**EXCERPTED PASSAGE:**

But to some viewers, the term raised more questions than it answered.

In 2020, Latino voters became the electorate’s single largest minority group for the first time. But that seemingly unified label is deceiving—Latino voters were responsible for Republican president Donald Trump’s win in Florida, and for Democratic nominee Joe Biden’s projected win in Arizona. Is it even useful to think of Latinos as a single voting bloc?

Some experts say politicians shouldn’t, because people who identify as Latino hinge their votes on a wide range of issues. “The reason the ‘Latino vote’ befuddles is because it doesn’t exist, nor do ‘Latino issues,'” writes Isvett Verde, a staff editor at the New York Times’ Opinion section. “If we want to understand how Latinos vote, we should start by retiring the word ‘Latino’ entirely—and maybe ‘Hispanic,’ too.”

Some have pointed out that the term “Latino” refers to a pan-ethnic identity, one that spans a range of races, national origins, and linguistic backgrounds. ”Terms like Hispanic and Latino do not fully capture how we see ourselves,” says Geraldo Cadava, an associate professor of history and Latina and Latino studies at Northwestern University.

People can inhabit many different identities at once, Cadava says—he’s comfortable calling himself Latino, but also American, as well as Colombian and Panameño, where his grandparents are from. “I don’t know that I have a problem with the term, except for when politicians say things like Latinos are naturally conservative or liberal. One should never start sentences with the two words ‘Latinos are.'”

**PROBLEM A:** Reproduce verbatim the part of the passage on Latino voters that opens with the words containing "In 2020, Latino" and closes with "single voting bloc?".
**PROBLEM B:** Continue the passage on the Latino label in politics, starting right after its last sentence.

**ENTRIES SUPPLIED:**
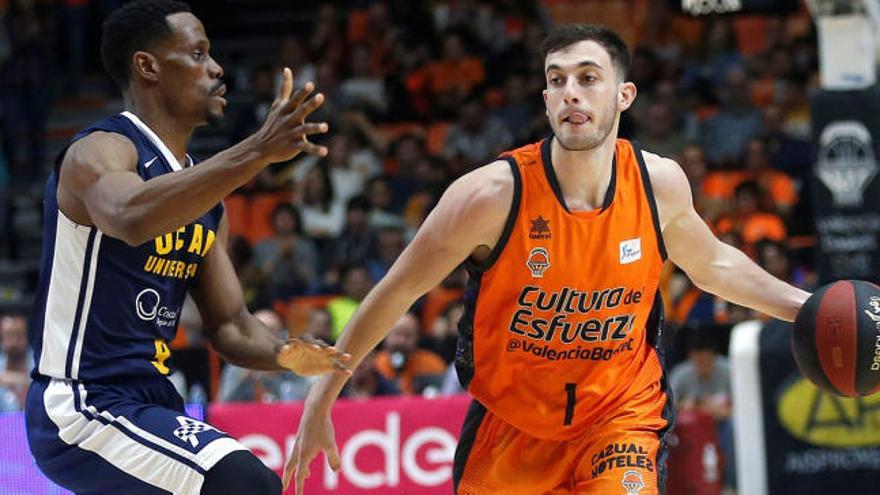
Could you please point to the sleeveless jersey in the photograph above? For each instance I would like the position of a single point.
(104, 309)
(561, 321)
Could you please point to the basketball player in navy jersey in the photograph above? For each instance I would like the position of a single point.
(131, 227)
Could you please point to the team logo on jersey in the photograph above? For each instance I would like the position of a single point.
(189, 429)
(147, 307)
(630, 250)
(147, 304)
(633, 482)
(540, 228)
(538, 262)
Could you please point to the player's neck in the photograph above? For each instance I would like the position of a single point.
(584, 175)
(174, 133)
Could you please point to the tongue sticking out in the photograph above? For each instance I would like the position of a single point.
(577, 118)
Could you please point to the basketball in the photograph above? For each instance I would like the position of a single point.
(836, 338)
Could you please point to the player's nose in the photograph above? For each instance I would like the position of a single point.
(214, 69)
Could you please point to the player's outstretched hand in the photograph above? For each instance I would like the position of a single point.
(308, 356)
(285, 133)
(315, 435)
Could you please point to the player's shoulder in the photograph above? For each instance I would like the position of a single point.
(491, 183)
(100, 151)
(668, 180)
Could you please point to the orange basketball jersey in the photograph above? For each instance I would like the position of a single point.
(561, 321)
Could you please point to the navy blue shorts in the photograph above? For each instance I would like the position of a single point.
(129, 437)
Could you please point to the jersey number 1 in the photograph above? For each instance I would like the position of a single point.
(570, 390)
(162, 353)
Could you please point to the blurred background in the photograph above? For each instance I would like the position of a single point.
(417, 94)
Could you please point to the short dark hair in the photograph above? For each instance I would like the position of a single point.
(562, 36)
(135, 26)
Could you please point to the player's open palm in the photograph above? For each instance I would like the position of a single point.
(285, 133)
(307, 356)
(315, 435)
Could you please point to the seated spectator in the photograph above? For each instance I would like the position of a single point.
(244, 385)
(16, 362)
(476, 137)
(288, 261)
(401, 359)
(390, 242)
(703, 383)
(725, 134)
(657, 131)
(353, 246)
(364, 88)
(356, 283)
(379, 196)
(366, 381)
(455, 75)
(322, 214)
(749, 221)
(443, 337)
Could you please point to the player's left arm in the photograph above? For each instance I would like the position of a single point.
(239, 336)
(712, 265)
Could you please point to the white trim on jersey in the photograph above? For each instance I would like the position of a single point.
(65, 281)
(157, 141)
(87, 304)
(125, 453)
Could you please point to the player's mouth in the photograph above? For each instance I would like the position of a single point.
(219, 93)
(576, 118)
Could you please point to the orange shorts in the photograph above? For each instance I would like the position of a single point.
(618, 457)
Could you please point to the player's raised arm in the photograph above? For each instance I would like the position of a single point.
(469, 217)
(713, 266)
(99, 184)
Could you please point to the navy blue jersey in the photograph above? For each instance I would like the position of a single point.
(105, 309)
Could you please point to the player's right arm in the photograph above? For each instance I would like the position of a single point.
(99, 185)
(467, 221)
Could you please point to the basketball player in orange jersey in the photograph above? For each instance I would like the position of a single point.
(560, 342)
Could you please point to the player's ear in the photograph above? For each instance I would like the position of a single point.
(626, 95)
(145, 66)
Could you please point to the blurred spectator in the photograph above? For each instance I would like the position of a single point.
(442, 338)
(400, 359)
(389, 244)
(366, 381)
(16, 362)
(657, 133)
(322, 214)
(241, 254)
(703, 383)
(244, 385)
(748, 220)
(786, 153)
(356, 283)
(348, 166)
(454, 75)
(288, 261)
(320, 325)
(476, 137)
(379, 196)
(725, 134)
(25, 94)
(353, 245)
(518, 108)
(252, 112)
(364, 88)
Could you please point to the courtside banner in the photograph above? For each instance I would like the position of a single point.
(817, 443)
(387, 445)
(845, 186)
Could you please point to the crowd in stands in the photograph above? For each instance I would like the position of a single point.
(419, 93)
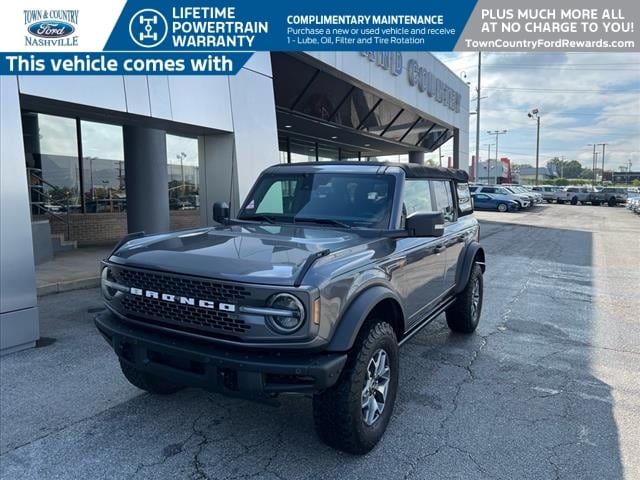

**RESPONSE AREA A:**
In 2020, Latino voters became the electorate’s single largest minority group for the first time. But that seemingly unified label is deceiving—Latino voters were responsible for Republican president Donald Trump’s win in Florida, and for Democratic nominee Joe Biden’s projected win in Arizona. Is it even useful to think of Latinos as a single voting bloc?

**RESPONSE AREA B:**
Subsections of Latino voters have a range of historical influences vying to affect their votes. Cuban American voters, mostly concentrated in south Florida, tend to vote Republican in part because of their anathema for anything perceived as socialism, the party of Fidel Castro’s government that many of their families fled, and a term that the Democrats have somewhat embraced in recent years (though their interpretation of it is different).

Mexican Americans, however, have no such historical relationship with either party. Though Trump has repeatedly insulted Mexicans, many of these voters have more ideologically in common in Republicans than they do Democrats—as one Texan voter explained, Mexican Americans vote for Trump because of “God, guns, and gas,” (referring to petroleum in Texas, home to about a quarter of the US’s Mexican American population, and an industry Biden has threatened to undermine in a push away from fossil fuels).

Puerto Rican voters who have left the island might be influenced by influenced the territory’s move towards statehood, as a referendum for Trump’s failed relief effort after Hurricane Maria, or regarding how it is taxed.

A September poll by Univision (pdf) showed the top three issues Hispanic voters want the next president to address are responding to coronavirus, lowering the costs of healthcare, and improving wages and incomes. That’s pretty similar to the findings of an August poll by Pew, which found that the economy, healthcare, and Supreme Court appointments were the top three issues, closely followed by the coronavirus outbreak.

“This is complicated,” Cadava says. “There are times when Latinos have come together and seen a benefit in coming together, and times when people of different Latino backgrounds have had different approaches to things. That’s not a bad thing—in different contexts at different moments, Latinos can emphasize their similarities or differences or work together or work differently.”

Some of those similarities, noted by political organizations such as The Republican National Hispanic Assembly, include Catholicism, speaking Spanish, strong family values, and US patriotism—an imperfect grouping, especially now, but representative of Latinos’ ongoing effort to think about what they share, not where they differ.

It would make the US stronger if the rest of the country did the same—that is, thought of Latinos as Americans who have a range of beliefs and vote accordingly. “We need to think of Latinos as a big national population,” says Cadava. “We’re complicated like the rest of you, we’re not ideologically consistent.”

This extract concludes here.